What you need to do: Please pull out each line of the listing below that contains the string "cluster". Match case, so a differently capitalized form does not count.

— Begin —

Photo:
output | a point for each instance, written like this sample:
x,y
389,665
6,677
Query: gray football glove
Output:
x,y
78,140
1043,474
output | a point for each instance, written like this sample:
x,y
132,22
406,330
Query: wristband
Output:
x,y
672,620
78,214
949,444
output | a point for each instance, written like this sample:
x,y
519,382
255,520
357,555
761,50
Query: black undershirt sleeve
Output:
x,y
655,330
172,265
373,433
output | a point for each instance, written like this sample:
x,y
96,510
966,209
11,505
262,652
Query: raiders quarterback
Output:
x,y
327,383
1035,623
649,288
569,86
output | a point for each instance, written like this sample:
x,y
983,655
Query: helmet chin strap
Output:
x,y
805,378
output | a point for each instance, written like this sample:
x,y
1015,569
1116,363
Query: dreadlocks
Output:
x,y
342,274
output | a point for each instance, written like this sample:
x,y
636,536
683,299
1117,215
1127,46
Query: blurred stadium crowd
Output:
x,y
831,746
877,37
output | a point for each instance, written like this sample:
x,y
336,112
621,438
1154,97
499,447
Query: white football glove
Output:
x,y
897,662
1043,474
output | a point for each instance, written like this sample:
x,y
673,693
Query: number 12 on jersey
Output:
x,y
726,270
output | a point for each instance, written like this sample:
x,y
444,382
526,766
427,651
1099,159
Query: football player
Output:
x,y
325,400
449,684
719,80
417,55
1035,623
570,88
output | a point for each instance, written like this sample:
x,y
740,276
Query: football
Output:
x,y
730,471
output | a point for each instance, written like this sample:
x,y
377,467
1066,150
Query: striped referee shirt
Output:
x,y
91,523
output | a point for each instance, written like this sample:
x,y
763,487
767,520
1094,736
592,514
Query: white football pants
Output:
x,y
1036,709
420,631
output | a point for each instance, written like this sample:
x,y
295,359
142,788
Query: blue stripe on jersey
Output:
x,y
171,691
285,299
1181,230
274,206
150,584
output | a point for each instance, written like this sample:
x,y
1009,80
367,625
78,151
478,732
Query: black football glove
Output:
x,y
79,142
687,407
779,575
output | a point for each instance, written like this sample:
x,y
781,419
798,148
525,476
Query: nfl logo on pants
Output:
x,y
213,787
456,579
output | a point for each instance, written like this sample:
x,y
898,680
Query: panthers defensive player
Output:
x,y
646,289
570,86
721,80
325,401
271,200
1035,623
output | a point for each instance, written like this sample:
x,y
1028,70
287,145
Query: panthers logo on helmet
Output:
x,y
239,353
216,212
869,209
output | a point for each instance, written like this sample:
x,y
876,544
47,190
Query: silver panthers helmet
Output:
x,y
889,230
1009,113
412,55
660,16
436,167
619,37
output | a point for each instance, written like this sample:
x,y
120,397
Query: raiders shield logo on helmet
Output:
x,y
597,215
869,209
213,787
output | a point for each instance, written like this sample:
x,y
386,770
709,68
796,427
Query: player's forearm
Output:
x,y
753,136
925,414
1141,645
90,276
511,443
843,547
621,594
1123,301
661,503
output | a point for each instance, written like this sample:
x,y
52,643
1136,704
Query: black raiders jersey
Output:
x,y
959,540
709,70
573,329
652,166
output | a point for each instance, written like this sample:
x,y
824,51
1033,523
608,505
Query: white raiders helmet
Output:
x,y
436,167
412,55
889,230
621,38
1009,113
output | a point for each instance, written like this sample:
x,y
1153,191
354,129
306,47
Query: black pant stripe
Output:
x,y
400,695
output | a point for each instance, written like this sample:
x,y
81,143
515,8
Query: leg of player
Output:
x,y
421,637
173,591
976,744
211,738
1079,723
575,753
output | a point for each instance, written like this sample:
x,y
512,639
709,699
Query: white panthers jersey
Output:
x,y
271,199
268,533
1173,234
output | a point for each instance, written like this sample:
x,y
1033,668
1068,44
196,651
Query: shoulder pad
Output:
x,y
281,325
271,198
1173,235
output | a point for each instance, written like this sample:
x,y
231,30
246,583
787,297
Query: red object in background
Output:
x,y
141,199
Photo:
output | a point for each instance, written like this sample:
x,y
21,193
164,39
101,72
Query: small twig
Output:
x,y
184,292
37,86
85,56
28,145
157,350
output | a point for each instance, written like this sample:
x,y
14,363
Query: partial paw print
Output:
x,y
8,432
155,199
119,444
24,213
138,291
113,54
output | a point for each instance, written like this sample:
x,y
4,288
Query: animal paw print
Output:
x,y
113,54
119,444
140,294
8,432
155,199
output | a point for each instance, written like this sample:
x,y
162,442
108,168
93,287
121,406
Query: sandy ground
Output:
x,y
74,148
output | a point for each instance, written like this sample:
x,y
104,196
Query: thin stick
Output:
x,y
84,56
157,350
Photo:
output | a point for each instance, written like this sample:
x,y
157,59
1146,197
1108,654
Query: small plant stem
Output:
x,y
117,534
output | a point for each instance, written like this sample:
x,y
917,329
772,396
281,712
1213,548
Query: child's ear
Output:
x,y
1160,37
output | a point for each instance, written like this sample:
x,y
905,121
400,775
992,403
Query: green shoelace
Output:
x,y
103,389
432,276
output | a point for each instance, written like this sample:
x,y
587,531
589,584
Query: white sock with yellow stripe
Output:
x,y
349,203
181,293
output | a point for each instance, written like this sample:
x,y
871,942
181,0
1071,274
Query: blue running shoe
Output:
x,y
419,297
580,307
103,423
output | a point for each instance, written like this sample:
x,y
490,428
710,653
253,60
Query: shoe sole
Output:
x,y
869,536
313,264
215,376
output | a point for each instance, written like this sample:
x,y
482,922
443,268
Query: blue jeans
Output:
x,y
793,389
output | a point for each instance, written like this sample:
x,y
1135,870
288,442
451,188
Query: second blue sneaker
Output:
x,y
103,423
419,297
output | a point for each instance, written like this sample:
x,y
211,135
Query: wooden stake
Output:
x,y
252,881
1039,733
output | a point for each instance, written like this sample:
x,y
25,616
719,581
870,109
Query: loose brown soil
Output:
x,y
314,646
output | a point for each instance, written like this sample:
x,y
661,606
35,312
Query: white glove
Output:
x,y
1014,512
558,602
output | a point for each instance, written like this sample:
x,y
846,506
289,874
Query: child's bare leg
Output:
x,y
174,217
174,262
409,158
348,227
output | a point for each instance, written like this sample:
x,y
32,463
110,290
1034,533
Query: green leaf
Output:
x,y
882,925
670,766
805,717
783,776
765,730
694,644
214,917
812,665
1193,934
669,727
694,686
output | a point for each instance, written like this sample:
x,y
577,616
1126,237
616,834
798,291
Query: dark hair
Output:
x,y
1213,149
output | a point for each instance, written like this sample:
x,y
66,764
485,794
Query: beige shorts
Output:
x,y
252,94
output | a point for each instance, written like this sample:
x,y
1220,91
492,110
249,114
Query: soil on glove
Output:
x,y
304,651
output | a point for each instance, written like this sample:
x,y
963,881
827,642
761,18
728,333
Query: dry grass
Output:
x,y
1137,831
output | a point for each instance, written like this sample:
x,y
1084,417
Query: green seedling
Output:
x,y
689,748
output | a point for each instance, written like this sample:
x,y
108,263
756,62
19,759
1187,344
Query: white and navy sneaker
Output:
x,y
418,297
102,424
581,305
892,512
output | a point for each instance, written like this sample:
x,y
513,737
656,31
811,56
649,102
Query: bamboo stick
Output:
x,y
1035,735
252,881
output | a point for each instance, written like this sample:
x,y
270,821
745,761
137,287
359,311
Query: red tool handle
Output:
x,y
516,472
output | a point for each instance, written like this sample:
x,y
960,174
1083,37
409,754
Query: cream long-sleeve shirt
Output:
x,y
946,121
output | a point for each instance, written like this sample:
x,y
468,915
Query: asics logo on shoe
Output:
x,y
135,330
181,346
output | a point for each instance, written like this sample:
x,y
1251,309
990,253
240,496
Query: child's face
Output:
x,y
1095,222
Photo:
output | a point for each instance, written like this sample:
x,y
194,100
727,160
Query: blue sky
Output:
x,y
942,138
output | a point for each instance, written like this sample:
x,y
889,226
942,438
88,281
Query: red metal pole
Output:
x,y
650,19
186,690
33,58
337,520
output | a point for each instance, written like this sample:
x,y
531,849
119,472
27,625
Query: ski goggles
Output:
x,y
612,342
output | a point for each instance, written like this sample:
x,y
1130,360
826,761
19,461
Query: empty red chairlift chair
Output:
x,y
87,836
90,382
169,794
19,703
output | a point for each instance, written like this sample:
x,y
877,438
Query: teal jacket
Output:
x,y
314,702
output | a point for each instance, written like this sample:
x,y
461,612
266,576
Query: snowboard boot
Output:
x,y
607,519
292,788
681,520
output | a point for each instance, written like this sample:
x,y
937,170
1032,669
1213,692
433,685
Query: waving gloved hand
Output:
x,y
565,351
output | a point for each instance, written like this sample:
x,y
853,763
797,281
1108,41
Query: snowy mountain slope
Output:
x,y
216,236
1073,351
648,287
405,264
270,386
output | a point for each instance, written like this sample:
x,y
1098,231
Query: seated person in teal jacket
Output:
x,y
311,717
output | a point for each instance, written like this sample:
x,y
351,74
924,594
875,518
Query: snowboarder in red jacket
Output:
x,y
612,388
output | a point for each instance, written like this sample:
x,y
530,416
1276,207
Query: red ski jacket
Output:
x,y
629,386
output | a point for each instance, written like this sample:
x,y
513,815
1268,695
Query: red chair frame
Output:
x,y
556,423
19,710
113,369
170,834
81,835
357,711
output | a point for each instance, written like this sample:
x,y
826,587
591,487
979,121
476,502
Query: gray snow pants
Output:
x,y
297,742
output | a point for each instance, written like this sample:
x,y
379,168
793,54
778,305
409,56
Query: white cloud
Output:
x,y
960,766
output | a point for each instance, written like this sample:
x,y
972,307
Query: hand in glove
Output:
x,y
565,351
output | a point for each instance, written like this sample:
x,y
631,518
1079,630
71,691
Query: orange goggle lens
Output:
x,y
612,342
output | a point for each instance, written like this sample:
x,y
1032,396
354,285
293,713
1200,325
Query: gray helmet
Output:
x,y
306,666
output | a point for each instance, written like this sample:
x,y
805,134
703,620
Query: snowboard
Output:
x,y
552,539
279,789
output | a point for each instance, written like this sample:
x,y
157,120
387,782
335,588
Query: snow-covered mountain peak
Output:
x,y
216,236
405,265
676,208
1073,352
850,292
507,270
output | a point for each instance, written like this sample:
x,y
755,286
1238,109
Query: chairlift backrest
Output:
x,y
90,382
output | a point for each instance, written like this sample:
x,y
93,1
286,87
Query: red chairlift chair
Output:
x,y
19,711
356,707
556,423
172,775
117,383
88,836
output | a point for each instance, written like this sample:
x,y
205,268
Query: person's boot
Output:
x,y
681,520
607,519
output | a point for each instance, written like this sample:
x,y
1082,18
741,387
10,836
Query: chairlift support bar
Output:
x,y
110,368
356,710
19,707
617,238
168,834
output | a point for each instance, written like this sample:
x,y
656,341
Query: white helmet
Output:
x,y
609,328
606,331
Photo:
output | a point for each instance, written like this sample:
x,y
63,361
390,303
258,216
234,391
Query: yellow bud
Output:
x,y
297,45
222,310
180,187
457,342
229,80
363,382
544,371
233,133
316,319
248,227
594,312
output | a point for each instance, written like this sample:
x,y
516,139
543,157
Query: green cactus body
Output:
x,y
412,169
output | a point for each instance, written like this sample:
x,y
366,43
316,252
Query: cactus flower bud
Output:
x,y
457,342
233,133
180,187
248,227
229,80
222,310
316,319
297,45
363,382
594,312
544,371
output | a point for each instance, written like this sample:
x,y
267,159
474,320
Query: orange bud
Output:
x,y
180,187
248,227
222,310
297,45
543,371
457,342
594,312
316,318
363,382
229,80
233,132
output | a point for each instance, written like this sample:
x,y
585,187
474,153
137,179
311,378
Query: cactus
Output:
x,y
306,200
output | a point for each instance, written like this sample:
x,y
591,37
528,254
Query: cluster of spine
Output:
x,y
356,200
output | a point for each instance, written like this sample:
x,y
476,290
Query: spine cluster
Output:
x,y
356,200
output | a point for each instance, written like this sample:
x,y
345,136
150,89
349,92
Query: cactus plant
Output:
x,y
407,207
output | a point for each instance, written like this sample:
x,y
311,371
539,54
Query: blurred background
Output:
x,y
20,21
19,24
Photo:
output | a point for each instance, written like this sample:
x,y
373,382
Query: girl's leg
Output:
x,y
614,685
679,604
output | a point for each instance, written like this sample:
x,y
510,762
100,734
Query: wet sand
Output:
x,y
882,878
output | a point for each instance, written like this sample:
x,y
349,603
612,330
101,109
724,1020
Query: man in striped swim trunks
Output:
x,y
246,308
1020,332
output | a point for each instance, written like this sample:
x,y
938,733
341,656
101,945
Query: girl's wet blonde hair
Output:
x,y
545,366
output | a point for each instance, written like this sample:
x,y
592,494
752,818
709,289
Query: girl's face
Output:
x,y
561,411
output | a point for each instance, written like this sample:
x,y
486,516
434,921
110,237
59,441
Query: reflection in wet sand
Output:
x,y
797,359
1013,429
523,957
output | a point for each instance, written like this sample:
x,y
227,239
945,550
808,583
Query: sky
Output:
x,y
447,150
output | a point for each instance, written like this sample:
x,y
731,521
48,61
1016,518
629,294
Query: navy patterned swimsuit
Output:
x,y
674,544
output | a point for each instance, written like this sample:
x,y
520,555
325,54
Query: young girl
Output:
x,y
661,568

— End —

Expected answer:
Query: cluster of spine
Query: spine cluster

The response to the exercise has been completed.